[Stored data]
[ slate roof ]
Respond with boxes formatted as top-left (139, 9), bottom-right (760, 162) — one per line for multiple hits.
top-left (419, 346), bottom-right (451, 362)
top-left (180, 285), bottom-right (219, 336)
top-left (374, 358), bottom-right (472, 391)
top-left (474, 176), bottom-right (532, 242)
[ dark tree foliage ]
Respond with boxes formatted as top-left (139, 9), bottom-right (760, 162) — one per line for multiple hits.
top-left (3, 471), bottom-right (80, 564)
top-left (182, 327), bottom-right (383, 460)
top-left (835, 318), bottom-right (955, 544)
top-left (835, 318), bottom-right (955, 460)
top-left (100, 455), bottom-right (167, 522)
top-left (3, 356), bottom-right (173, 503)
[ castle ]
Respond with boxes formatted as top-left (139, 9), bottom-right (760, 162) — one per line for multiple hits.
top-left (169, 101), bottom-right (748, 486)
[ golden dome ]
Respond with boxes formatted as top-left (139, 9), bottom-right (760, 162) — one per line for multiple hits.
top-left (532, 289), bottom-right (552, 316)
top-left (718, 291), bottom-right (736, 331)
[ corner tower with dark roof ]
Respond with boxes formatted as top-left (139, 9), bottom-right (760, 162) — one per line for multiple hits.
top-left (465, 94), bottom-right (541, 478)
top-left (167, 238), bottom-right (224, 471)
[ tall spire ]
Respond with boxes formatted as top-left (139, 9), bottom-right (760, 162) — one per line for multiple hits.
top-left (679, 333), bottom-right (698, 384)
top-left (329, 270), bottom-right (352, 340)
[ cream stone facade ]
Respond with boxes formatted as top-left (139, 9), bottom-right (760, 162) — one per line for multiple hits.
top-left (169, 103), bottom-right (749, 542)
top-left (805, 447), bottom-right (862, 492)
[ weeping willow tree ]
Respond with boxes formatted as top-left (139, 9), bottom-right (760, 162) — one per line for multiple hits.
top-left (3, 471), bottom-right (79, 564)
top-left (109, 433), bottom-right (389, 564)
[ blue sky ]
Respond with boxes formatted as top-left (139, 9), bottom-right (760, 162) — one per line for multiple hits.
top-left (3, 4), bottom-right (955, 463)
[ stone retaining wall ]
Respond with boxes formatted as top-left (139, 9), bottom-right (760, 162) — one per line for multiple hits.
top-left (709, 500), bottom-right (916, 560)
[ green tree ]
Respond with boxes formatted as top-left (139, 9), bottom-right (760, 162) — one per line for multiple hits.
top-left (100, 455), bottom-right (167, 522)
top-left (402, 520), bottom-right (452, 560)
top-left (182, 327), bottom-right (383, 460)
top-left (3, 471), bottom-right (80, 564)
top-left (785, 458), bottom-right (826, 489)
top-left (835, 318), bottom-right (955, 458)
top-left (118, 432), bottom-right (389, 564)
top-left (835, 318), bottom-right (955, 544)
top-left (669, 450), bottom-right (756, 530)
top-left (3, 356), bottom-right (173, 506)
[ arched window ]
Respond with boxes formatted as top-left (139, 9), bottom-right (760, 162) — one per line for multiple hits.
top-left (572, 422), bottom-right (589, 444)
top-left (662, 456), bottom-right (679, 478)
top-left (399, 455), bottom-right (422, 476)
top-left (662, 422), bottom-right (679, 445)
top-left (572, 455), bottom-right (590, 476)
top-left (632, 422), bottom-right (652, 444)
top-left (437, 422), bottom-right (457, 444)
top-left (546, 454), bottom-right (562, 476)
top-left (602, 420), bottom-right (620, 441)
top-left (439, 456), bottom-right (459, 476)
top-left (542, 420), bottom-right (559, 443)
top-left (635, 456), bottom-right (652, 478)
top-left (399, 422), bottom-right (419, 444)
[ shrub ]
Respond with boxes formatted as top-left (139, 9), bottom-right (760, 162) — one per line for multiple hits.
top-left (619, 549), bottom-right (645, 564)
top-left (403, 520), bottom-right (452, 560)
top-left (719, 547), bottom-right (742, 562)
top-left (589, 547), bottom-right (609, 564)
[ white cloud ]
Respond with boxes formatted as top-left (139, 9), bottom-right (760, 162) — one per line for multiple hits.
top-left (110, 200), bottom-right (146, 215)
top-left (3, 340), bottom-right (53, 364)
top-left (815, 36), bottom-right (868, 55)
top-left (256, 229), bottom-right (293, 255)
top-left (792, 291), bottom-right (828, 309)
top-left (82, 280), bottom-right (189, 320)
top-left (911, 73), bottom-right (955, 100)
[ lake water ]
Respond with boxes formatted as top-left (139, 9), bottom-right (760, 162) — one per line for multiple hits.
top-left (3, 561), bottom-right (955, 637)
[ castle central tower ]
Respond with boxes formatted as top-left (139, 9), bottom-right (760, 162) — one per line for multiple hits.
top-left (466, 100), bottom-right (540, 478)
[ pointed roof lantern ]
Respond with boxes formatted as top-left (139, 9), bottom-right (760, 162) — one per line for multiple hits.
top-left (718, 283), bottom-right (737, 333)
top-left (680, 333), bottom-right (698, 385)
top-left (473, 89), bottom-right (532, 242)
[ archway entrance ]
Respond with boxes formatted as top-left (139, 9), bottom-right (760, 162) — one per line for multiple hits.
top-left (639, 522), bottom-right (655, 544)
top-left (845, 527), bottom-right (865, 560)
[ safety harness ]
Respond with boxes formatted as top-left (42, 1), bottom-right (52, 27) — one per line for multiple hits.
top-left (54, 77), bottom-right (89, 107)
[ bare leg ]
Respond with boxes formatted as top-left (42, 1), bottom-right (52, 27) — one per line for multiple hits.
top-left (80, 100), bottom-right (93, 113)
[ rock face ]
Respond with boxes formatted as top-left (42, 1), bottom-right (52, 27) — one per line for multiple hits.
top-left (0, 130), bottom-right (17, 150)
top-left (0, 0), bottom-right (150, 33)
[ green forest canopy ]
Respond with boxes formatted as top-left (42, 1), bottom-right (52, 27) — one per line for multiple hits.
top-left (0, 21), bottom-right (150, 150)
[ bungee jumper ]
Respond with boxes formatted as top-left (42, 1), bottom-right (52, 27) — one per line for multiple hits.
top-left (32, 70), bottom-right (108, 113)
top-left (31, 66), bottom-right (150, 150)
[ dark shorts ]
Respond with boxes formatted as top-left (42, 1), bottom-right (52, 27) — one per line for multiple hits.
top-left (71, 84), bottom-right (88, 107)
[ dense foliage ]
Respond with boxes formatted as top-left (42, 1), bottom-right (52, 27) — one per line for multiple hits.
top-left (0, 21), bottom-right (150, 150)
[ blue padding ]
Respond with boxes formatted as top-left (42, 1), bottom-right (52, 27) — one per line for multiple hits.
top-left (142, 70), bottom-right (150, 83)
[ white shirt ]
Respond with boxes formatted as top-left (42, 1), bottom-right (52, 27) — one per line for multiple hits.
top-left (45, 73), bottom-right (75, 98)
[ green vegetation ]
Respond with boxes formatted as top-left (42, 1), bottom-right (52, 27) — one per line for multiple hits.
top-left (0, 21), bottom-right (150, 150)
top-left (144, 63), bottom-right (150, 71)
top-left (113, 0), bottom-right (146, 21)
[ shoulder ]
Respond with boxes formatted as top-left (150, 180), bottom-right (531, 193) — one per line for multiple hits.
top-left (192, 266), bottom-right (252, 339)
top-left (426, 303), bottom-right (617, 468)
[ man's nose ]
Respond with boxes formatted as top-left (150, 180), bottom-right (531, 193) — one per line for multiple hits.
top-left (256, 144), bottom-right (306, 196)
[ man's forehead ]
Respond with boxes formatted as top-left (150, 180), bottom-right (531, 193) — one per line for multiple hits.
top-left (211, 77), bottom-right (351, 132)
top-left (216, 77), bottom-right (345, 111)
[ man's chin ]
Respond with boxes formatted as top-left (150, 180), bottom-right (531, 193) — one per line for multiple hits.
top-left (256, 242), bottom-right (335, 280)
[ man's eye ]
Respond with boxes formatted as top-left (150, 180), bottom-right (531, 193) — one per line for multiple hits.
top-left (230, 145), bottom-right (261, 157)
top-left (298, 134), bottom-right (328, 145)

*Written instruction*
Copy the lines of the records above exactly as they appear, starting with the line containing "[ dark shorts ]" and ending with the line containing "top-left (142, 70), bottom-right (150, 83)", both included.

*Response for this exercise*
[ dark shorts ]
Respond with boxes formatted as top-left (42, 1), bottom-right (52, 27) — one per line for multiple hits.
top-left (71, 84), bottom-right (88, 107)
[ dense foliage ]
Respond with boxes formatted as top-left (42, 1), bottom-right (52, 27) — one per line for multiple hits.
top-left (0, 21), bottom-right (150, 150)
[ blue padding ]
Respond with boxes formatted as top-left (42, 1), bottom-right (52, 27) — one per line for multiple hits.
top-left (142, 70), bottom-right (150, 83)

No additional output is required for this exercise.